Reproduce the records below in their entirety, exactly as shown.
━━ Extracted records ━━
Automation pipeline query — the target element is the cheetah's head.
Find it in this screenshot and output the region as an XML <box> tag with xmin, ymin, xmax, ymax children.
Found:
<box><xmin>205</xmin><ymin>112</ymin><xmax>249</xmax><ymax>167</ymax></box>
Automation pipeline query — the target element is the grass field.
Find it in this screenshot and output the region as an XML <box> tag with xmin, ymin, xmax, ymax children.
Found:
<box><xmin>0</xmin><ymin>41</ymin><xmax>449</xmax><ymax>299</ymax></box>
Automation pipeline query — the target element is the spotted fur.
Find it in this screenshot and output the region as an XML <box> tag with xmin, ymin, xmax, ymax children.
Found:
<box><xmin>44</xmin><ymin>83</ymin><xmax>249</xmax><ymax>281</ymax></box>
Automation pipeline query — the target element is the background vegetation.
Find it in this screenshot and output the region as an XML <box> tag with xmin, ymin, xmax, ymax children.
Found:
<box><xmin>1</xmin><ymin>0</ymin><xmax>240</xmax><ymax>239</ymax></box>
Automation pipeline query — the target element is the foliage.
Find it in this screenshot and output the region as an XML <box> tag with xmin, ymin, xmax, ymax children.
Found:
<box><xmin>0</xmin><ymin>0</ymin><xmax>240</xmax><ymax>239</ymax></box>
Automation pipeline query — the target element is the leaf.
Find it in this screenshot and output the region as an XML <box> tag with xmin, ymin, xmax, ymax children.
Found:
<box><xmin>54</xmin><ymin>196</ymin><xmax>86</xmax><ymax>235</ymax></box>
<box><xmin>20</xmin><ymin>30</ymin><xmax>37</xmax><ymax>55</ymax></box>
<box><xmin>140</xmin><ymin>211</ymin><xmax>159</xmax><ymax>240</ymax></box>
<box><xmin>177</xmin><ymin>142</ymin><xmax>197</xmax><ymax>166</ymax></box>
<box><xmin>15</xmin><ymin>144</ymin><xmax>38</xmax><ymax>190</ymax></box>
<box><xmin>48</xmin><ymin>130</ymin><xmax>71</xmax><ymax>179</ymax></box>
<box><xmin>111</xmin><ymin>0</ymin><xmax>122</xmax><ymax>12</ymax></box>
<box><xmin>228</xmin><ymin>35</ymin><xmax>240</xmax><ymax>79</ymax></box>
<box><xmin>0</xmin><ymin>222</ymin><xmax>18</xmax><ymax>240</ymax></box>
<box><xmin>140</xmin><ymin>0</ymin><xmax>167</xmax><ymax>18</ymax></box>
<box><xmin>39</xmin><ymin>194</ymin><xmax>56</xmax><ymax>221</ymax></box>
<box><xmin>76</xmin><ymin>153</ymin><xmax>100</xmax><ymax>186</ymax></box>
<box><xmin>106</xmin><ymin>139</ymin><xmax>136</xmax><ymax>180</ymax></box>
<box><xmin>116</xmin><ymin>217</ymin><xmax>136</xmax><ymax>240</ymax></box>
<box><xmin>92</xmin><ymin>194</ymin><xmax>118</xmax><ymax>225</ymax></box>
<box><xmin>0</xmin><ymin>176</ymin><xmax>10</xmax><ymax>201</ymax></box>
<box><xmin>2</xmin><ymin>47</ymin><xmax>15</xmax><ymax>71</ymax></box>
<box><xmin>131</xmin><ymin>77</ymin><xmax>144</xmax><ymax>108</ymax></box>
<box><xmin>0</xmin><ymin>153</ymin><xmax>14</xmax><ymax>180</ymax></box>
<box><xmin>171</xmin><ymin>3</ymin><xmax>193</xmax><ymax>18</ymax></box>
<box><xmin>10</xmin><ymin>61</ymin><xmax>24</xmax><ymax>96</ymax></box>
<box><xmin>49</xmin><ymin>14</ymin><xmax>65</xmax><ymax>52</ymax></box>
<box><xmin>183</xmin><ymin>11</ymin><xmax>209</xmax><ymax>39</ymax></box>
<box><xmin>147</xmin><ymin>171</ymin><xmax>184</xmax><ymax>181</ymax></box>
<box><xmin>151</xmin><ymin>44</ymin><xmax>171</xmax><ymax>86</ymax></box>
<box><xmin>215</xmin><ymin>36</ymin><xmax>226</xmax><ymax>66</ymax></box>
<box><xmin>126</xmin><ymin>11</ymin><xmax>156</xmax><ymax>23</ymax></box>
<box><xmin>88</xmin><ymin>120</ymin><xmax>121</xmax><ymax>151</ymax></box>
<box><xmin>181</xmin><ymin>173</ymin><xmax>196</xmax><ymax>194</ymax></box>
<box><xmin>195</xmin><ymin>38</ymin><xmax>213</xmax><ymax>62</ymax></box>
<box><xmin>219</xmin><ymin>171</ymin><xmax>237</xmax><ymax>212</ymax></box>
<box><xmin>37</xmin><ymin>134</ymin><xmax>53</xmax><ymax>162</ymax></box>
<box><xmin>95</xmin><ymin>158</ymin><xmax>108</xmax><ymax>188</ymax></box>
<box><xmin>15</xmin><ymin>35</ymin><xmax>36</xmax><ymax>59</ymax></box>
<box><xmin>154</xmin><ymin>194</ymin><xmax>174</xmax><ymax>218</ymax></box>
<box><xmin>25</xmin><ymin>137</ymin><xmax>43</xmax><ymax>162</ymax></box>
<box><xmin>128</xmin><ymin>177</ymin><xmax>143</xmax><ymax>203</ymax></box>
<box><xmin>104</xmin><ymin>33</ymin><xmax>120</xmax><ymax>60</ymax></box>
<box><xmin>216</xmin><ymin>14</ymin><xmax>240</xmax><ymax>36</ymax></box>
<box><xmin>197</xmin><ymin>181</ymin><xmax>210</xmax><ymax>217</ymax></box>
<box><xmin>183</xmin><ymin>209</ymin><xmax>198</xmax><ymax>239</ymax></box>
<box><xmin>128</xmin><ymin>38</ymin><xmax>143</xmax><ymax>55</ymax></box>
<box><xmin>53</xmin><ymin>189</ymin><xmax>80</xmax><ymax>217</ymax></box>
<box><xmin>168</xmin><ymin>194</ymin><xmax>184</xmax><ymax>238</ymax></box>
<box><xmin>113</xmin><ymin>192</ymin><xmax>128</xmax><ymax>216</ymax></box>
━━━
§ Solution to this task:
Automation pipeline query — the target element is the cheetah's head.
Find it in this screenshot and output the region as an XML <box> tag with xmin, ymin, xmax, ymax children.
Found:
<box><xmin>205</xmin><ymin>112</ymin><xmax>249</xmax><ymax>167</ymax></box>
Automation pipeline query — the target element is the grass field.
Find it in this screenshot and output the region as an XML <box> tag with xmin, ymin, xmax, ymax children.
Found:
<box><xmin>0</xmin><ymin>41</ymin><xmax>449</xmax><ymax>299</ymax></box>
Automation pipeline query — the target element is the spotted fur.
Find it in this screenshot and output the region as an XML <box> tag with xmin, ymin, xmax, ymax children.
Found:
<box><xmin>44</xmin><ymin>83</ymin><xmax>249</xmax><ymax>281</ymax></box>
Automation pipeline query — the target element is the background vegetation.
Find it in this screenshot and output the region as an XML <box> tag with xmin, ymin, xmax, ymax children.
Found:
<box><xmin>1</xmin><ymin>0</ymin><xmax>240</xmax><ymax>239</ymax></box>
Automation pipeline query — the target element is the foliage.
Find it in this screenshot and output the region as an XML <box> tag with xmin, ymin, xmax, ymax children.
Found:
<box><xmin>0</xmin><ymin>0</ymin><xmax>240</xmax><ymax>239</ymax></box>
Automation pipeline query — the target element is the leaf.
Find it in this screenshot and output the region as an XML <box> tag with xmin, ymin, xmax, ymax children.
Found:
<box><xmin>54</xmin><ymin>196</ymin><xmax>86</xmax><ymax>235</ymax></box>
<box><xmin>20</xmin><ymin>30</ymin><xmax>37</xmax><ymax>55</ymax></box>
<box><xmin>140</xmin><ymin>211</ymin><xmax>159</xmax><ymax>240</ymax></box>
<box><xmin>177</xmin><ymin>142</ymin><xmax>197</xmax><ymax>166</ymax></box>
<box><xmin>15</xmin><ymin>144</ymin><xmax>38</xmax><ymax>190</ymax></box>
<box><xmin>48</xmin><ymin>130</ymin><xmax>71</xmax><ymax>179</ymax></box>
<box><xmin>111</xmin><ymin>0</ymin><xmax>122</xmax><ymax>12</ymax></box>
<box><xmin>228</xmin><ymin>35</ymin><xmax>240</xmax><ymax>79</ymax></box>
<box><xmin>0</xmin><ymin>222</ymin><xmax>18</xmax><ymax>240</ymax></box>
<box><xmin>140</xmin><ymin>0</ymin><xmax>167</xmax><ymax>18</ymax></box>
<box><xmin>39</xmin><ymin>194</ymin><xmax>56</xmax><ymax>221</ymax></box>
<box><xmin>76</xmin><ymin>153</ymin><xmax>100</xmax><ymax>186</ymax></box>
<box><xmin>106</xmin><ymin>139</ymin><xmax>136</xmax><ymax>180</ymax></box>
<box><xmin>116</xmin><ymin>217</ymin><xmax>136</xmax><ymax>240</ymax></box>
<box><xmin>92</xmin><ymin>194</ymin><xmax>118</xmax><ymax>225</ymax></box>
<box><xmin>0</xmin><ymin>176</ymin><xmax>10</xmax><ymax>201</ymax></box>
<box><xmin>2</xmin><ymin>47</ymin><xmax>15</xmax><ymax>71</ymax></box>
<box><xmin>131</xmin><ymin>77</ymin><xmax>144</xmax><ymax>108</ymax></box>
<box><xmin>0</xmin><ymin>153</ymin><xmax>14</xmax><ymax>180</ymax></box>
<box><xmin>171</xmin><ymin>3</ymin><xmax>193</xmax><ymax>18</ymax></box>
<box><xmin>10</xmin><ymin>61</ymin><xmax>24</xmax><ymax>96</ymax></box>
<box><xmin>49</xmin><ymin>14</ymin><xmax>65</xmax><ymax>52</ymax></box>
<box><xmin>183</xmin><ymin>11</ymin><xmax>209</xmax><ymax>39</ymax></box>
<box><xmin>147</xmin><ymin>171</ymin><xmax>184</xmax><ymax>181</ymax></box>
<box><xmin>151</xmin><ymin>44</ymin><xmax>171</xmax><ymax>86</ymax></box>
<box><xmin>215</xmin><ymin>36</ymin><xmax>226</xmax><ymax>66</ymax></box>
<box><xmin>126</xmin><ymin>11</ymin><xmax>156</xmax><ymax>23</ymax></box>
<box><xmin>88</xmin><ymin>120</ymin><xmax>121</xmax><ymax>151</ymax></box>
<box><xmin>181</xmin><ymin>173</ymin><xmax>196</xmax><ymax>194</ymax></box>
<box><xmin>195</xmin><ymin>38</ymin><xmax>213</xmax><ymax>62</ymax></box>
<box><xmin>219</xmin><ymin>171</ymin><xmax>237</xmax><ymax>212</ymax></box>
<box><xmin>37</xmin><ymin>134</ymin><xmax>53</xmax><ymax>162</ymax></box>
<box><xmin>95</xmin><ymin>158</ymin><xmax>108</xmax><ymax>188</ymax></box>
<box><xmin>15</xmin><ymin>35</ymin><xmax>36</xmax><ymax>59</ymax></box>
<box><xmin>154</xmin><ymin>194</ymin><xmax>174</xmax><ymax>218</ymax></box>
<box><xmin>25</xmin><ymin>137</ymin><xmax>43</xmax><ymax>162</ymax></box>
<box><xmin>128</xmin><ymin>177</ymin><xmax>143</xmax><ymax>203</ymax></box>
<box><xmin>104</xmin><ymin>33</ymin><xmax>120</xmax><ymax>60</ymax></box>
<box><xmin>216</xmin><ymin>14</ymin><xmax>240</xmax><ymax>36</ymax></box>
<box><xmin>197</xmin><ymin>181</ymin><xmax>210</xmax><ymax>217</ymax></box>
<box><xmin>183</xmin><ymin>209</ymin><xmax>198</xmax><ymax>239</ymax></box>
<box><xmin>128</xmin><ymin>38</ymin><xmax>143</xmax><ymax>55</ymax></box>
<box><xmin>53</xmin><ymin>189</ymin><xmax>80</xmax><ymax>217</ymax></box>
<box><xmin>168</xmin><ymin>194</ymin><xmax>184</xmax><ymax>238</ymax></box>
<box><xmin>113</xmin><ymin>192</ymin><xmax>128</xmax><ymax>216</ymax></box>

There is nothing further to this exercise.